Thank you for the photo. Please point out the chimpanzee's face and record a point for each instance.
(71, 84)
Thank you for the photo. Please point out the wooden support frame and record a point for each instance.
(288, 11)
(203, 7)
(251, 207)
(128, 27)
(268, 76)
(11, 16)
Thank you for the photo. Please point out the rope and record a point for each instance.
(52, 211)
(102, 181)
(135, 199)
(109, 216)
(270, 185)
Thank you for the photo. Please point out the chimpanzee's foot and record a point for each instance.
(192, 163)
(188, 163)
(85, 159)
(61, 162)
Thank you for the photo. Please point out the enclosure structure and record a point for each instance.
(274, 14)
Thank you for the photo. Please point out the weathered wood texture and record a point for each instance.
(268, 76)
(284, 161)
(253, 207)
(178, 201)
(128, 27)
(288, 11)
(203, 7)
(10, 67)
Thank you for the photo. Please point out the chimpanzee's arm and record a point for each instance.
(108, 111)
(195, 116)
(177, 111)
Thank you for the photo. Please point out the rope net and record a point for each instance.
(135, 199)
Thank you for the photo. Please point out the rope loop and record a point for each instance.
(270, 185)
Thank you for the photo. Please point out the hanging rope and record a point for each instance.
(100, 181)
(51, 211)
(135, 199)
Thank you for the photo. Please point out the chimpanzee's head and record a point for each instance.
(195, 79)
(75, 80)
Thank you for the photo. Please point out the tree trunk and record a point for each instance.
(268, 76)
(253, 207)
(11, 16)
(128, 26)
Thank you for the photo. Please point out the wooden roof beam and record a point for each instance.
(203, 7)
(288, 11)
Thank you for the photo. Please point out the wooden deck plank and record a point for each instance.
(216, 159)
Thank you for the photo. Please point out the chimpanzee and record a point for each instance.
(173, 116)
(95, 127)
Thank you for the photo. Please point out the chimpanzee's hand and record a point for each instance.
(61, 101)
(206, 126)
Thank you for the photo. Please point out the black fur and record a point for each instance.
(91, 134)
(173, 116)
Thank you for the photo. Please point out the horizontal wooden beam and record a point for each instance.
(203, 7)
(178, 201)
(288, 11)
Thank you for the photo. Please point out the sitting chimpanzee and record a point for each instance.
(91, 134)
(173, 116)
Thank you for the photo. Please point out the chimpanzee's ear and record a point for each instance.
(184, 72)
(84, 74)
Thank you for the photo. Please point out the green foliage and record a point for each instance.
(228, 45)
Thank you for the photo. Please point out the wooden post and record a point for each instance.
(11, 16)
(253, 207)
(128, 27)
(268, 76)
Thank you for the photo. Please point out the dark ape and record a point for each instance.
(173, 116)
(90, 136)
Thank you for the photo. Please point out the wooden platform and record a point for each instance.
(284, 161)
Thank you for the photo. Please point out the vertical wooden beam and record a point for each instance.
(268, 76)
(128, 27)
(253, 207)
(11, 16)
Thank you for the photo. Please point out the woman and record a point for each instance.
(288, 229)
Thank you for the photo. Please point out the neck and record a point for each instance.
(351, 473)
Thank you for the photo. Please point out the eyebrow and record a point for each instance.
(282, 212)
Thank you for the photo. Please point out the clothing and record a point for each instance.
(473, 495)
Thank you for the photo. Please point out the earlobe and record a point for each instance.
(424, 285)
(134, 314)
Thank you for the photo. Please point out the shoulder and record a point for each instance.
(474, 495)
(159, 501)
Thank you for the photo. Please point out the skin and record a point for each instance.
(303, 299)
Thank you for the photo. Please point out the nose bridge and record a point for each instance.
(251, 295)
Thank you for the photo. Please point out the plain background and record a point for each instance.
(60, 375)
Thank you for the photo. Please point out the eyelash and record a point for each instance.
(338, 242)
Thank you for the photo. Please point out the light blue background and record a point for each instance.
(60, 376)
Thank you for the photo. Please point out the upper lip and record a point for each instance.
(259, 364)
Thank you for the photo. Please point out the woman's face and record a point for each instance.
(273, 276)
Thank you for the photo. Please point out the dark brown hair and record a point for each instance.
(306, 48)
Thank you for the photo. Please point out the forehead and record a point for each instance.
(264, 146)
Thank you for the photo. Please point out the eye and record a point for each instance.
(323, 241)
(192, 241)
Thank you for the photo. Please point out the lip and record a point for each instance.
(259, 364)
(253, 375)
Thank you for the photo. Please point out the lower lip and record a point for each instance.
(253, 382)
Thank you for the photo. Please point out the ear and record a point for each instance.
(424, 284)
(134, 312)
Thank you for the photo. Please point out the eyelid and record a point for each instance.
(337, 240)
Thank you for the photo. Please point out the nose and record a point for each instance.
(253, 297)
################
Written problem: Write an exact transcription of every entry above.

Expected answer:
Thank you for the photo. Please point out the chimpanzee's face and record a point for each instance.
(71, 84)
Thank you for the photo. Please point out the wooden support frame and record a point for each instance.
(288, 11)
(203, 7)
(251, 207)
(128, 27)
(268, 76)
(11, 16)
Thank you for the photo. Please point out the rope and record a point for each instance.
(52, 211)
(102, 181)
(135, 199)
(109, 216)
(270, 185)
Thank you for the photo. Please point out the chimpanzee's foot and record a point for each instance.
(192, 163)
(188, 163)
(85, 159)
(61, 162)
Thank you for the photo. Please point out the enclosure structure and record a point for each instance.
(274, 14)
Thank you for the photo. Please point out the weathered wood texture and record a point for each instance.
(268, 76)
(284, 161)
(253, 207)
(178, 201)
(128, 27)
(288, 11)
(203, 7)
(10, 67)
Thank you for the photo. Please point out the chimpanzee's arm and record a point for each instance.
(108, 111)
(195, 116)
(177, 111)
Thank you for the photo. Please point out the rope net and record a point for each instance.
(135, 199)
Thank you for the photo. Please point out the rope loop and record a point for each instance.
(270, 185)
Thank you for the photo. Please point out the hanging rope and record a point for each instance.
(100, 181)
(51, 211)
(135, 199)
Thank you for the photo. Please point out the chimpanzee's head and record a point for each instance.
(195, 79)
(75, 80)
Thank you for the photo. Please point out the tree trunk and record a point for each instance.
(268, 76)
(253, 207)
(11, 16)
(128, 26)
Thank you for the photo. Please point out the wooden roof beam and record a point for each instance.
(203, 7)
(288, 11)
Thank you for the photo. Please point out the wooden deck plank and record a point for each instance.
(216, 159)
Thank you for the photo. Please point out the chimpanzee and record a point for each instance.
(173, 116)
(95, 127)
Thank you for the photo. Please point out the chimpanzee's hand and record a point for each instance.
(61, 101)
(206, 126)
Thank you for the photo. Please point out the black fur and record a point for each instance.
(91, 134)
(173, 116)
Thank you for the photo. Please point out the horizontal wooden beam and record a point for each instance.
(203, 7)
(178, 201)
(288, 11)
Thank you for the photo. Please point out the sitting chimpanzee and record a point for each instance.
(91, 134)
(173, 116)
Thank you for the photo. Please point out the chimpanzee's ear and record a point for each instance.
(184, 72)
(84, 74)
Thank you for the photo. Please point out the green foliage and record a point for each instance.
(228, 45)
Thank you for the photo. Please point out the wooden post and record a point for each instance.
(11, 16)
(253, 207)
(128, 27)
(268, 76)
Thank you for the photo. Please point out the dark ape and record a point for each instance.
(173, 116)
(90, 136)
Thank you for the photo. Please point out the wooden platform and record a point for each instance.
(284, 161)
Thank you for the photo. Please point out the vertical wooden beam and record a point for each instance.
(268, 76)
(128, 27)
(253, 207)
(11, 16)
Thank you for the photo. Please point out the woman and record a point for each instance.
(288, 229)
Thank you for the photo. Please point out the neck and record a point for each instance.
(351, 473)
Thank you for the photo. Please point out the eyebrow and record a point for each instance.
(282, 212)
Thank you for the photo. Please point out the clothing and record a point for each instance.
(473, 495)
Thank you for the photo. Please point out the earlobe and record a point for each instance.
(424, 285)
(134, 314)
Thank you for the photo. Please point out the shoulder and record a point for each instance.
(474, 495)
(159, 501)
Thank you for the photo. Please point out the skin and record a point for each instance.
(303, 299)
Thank you for the photo. Please point out the nose bridge and record a point for each instance.
(251, 295)
Thank you for the photo. Please point out the plain background and record a point for each instance.
(60, 375)
Thank you for the photo. Please point out the eyelash and record a point for each instance.
(338, 242)
Thank you for the photo. Please point out the light blue background and record a point for each instance.
(60, 376)
Thank you for the photo. Please point out the upper lip and record a point for each instance.
(259, 364)
Thank you for the photo. Please point out the woman's face and record a point for each instance.
(273, 276)
Thank you for the photo. Please point out the dark brown hair and record a point for each instance.
(306, 48)
Thank you for the photo. Please point out the forehead and record a point for each instance.
(264, 146)
Thank you for the photo. Please point out the eye and record a point for each instance.
(323, 241)
(192, 241)
Thank you for the photo. Please point out the lip and record a point for each instance.
(259, 364)
(253, 375)
Thank you for the photo. Please point out the lower lip and record a point for each instance.
(253, 382)
Thank you for the photo. Please point out the ear and record a point for each instance.
(424, 284)
(134, 312)
Thank you for the photo. Please point out the eyelid and record a point for each instance.
(337, 240)
Thank you for the photo. Please point out the nose and record a point for each instance.
(253, 297)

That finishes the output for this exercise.